Task to carry out => Find the word "Trace" in the data below and copy each line that holds it.

*** Supplied entries ***

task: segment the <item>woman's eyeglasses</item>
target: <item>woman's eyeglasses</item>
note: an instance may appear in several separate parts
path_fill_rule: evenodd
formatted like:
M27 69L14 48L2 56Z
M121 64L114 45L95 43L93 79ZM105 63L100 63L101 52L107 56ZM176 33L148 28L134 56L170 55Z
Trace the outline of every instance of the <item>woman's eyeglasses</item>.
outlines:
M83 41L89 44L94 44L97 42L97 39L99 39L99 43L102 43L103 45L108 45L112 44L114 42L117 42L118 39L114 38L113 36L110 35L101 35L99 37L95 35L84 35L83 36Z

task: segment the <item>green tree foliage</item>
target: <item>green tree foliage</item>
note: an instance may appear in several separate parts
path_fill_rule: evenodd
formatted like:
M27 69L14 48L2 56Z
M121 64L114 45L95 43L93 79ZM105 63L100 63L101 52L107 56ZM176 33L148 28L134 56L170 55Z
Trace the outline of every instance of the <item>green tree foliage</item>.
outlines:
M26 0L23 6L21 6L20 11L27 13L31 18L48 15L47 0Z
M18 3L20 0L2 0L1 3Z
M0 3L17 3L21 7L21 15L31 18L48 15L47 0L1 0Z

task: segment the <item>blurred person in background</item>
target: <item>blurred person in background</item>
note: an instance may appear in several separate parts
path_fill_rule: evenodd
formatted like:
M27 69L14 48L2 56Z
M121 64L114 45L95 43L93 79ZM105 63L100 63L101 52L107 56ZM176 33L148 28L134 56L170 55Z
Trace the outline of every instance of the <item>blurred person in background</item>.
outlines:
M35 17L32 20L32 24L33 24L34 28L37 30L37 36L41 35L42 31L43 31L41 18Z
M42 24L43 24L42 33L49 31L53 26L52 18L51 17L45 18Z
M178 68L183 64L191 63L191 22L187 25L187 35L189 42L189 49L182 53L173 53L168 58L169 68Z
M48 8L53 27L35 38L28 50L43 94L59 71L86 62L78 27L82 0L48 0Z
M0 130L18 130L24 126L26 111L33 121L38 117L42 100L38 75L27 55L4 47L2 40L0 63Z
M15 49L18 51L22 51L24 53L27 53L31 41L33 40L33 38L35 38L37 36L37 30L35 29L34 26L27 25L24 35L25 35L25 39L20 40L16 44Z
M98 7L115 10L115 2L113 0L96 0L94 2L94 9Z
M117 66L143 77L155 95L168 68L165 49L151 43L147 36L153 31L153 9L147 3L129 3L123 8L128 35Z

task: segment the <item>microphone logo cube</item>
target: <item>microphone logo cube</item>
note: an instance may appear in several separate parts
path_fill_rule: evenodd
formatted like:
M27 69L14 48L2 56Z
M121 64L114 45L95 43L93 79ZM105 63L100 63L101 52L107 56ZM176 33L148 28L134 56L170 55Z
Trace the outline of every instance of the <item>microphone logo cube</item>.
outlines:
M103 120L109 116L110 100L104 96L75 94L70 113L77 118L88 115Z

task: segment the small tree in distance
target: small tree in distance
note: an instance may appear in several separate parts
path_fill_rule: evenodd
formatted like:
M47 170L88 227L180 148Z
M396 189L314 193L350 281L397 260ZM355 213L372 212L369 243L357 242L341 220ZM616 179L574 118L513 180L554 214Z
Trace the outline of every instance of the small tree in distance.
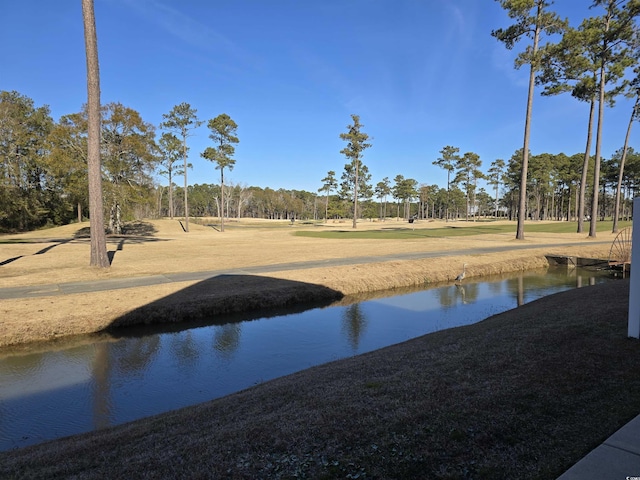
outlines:
M458 147L452 147L451 145L447 145L442 150L440 150L440 154L442 155L440 158L433 162L434 165L437 165L440 168L443 168L447 171L447 204L445 205L445 221L449 221L449 205L451 200L451 172L455 170L455 165L460 160L460 155L458 152L460 149Z
M498 191L500 190L500 184L502 183L502 177L504 176L504 160L498 158L491 162L491 168L489 168L489 185L492 185L496 191L496 204L495 204L495 217L498 219Z
M180 159L180 151L182 145L180 139L173 133L165 132L160 137L161 165L164 170L160 171L160 175L166 175L169 180L169 218L173 220L173 176L184 175L184 171L176 169L175 163Z
M229 115L222 113L209 120L207 126L211 130L209 138L218 146L215 148L207 147L200 156L214 162L216 170L220 170L220 231L224 232L224 169L226 167L233 170L233 166L236 164L236 161L231 157L236 150L233 144L240 142L236 137L238 125Z
M456 184L462 184L464 187L464 193L466 197L466 212L465 220L469 221L469 205L473 203L475 205L475 191L478 178L482 178L483 174L480 171L480 156L477 153L467 152L456 162L456 176L453 180ZM471 197L474 197L471 202Z
M331 191L338 188L338 181L336 180L336 172L329 170L327 176L322 180L322 188L318 189L319 192L325 192L325 204L324 204L324 220L327 221L329 217L329 195Z
M345 172L353 175L353 228L357 228L359 175L364 166L362 164L362 154L371 144L367 143L369 135L360 131L362 128L360 116L352 114L351 119L353 120L353 125L347 125L347 133L340 134L340 138L347 142L347 146L340 150L340 153L351 160L350 163L345 165Z
M197 110L191 108L188 103L181 103L171 109L169 113L163 113L164 122L160 124L160 128L177 133L182 137L182 159L184 160L184 223L185 232L189 231L189 198L187 195L189 182L187 181L187 137L190 131L202 125L202 121L196 116Z
M376 196L378 197L380 202L380 220L383 222L387 218L387 196L391 194L391 182L389 181L389 177L384 177L381 182L376 184ZM382 200L384 200L384 209L382 208Z

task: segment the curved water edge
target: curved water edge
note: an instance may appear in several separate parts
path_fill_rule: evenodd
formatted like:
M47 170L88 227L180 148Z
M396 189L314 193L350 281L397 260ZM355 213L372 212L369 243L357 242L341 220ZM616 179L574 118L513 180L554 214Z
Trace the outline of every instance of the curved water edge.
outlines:
M44 351L4 352L0 450L201 403L608 280L607 273L566 268L514 273L347 297L302 312L130 328L120 330L119 338L83 337Z

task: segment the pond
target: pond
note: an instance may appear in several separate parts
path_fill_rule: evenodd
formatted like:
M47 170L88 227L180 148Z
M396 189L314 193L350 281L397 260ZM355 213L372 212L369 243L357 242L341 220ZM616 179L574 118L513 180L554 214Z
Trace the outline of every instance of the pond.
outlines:
M0 351L0 451L205 402L604 281L611 281L606 272L553 268L378 292L298 313L126 329L120 338Z

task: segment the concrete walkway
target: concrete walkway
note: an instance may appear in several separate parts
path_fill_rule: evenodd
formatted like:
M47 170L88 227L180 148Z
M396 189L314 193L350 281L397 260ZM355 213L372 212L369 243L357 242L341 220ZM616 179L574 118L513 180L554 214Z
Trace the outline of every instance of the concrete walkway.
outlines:
M640 415L611 435L558 480L640 480Z

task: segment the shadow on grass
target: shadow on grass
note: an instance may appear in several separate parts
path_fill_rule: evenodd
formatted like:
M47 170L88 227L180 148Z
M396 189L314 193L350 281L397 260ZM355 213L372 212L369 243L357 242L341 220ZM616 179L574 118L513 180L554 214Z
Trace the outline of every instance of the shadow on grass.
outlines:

*** End of Supplied entries ***

Answer for this exercise =>
Trace the outline of every instance of the <item>woman's eyeglasses</item>.
Trace the outline of every instance of the <item>green tree foliage</item>.
Trace the outline of every instance of the <item>blurred person in background</item>.
Trace the outline of every instance of the <item>microphone logo cube</item>.
Trace the outline of every instance of the small tree in distance.
Trace the outline of every instance of the curved water edge.
Trace the outline of every instance of the pond.
Trace the outline of every instance of the concrete walkway.
Trace the outline of every instance of the shadow on grass.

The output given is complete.